## STATED TASK
Rewrite all of the data below, swapping "photograph" for "image" everywhere and leaving everything else unchanged. Omit the pictures from your answer.

## ENTRIES
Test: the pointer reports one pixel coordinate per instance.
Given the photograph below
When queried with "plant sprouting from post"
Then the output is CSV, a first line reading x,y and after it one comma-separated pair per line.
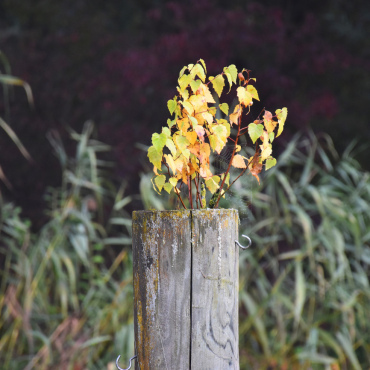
x,y
181,153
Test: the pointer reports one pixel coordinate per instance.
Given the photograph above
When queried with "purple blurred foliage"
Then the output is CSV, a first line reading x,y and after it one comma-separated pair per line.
x,y
119,66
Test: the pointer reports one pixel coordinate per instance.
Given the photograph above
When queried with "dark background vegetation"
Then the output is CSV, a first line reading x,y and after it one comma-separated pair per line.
x,y
117,63
66,297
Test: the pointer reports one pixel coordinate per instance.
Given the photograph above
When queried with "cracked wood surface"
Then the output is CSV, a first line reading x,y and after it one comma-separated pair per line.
x,y
186,289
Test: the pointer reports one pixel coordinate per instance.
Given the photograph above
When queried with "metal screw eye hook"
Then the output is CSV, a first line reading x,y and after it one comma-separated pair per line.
x,y
129,367
249,244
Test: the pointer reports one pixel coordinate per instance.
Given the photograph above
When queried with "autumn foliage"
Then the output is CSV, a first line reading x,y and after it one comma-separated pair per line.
x,y
201,125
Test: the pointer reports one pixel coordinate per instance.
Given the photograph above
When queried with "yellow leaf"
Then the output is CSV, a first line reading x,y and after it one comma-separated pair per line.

## RESULT OF THE TASK
Test: the pointer reports one pixel coordinate per instance.
Given the image below
When queried with "plant sprouting from post"
Then the output is CSV, a first line reading x,y and after it one comma-separated pair per line.
x,y
181,153
Test: the pointer reports one pixel coordinate per instance.
Given the image above
When queried with "purple blurred foliage"
Then the output is CSV, a first line reading x,y and after it one comma-separated pair per line.
x,y
119,66
Test: the pointer reports one pixel coordinate per instance.
Given the image above
When queried with "dark background vegetation"
Then the output is CSV, a first line reading x,y and after it one comma-separated pair per line.
x,y
117,63
66,297
Test: the pointer reports one pixel coordinate per instance.
Given the image above
When queried with "cracked wood surface"
Then the output is CSV, a first line reading x,y and after it one comma-separated pair per line.
x,y
186,289
Test: the pointer reports one pixel coordinate per instance.
Given the image above
When queried with "metal screw eye hook"
Then the output is CSV, a first line reading x,y and after it one comma-separated pair per line.
x,y
129,367
249,244
Test: the pointer reports one pixel coordinate per instance.
Given the image above
When queried with "autumn foliage"
Then the output is CSV, a first line reading x,y and after it one comma-separated pair per line.
x,y
201,125
Test: the pointer reports one pixel coordinate per instance.
Given the image above
When queried with "yellow leaf"
Then the output is CSV, a first line reading x,y and after it one comma-separated pair per line.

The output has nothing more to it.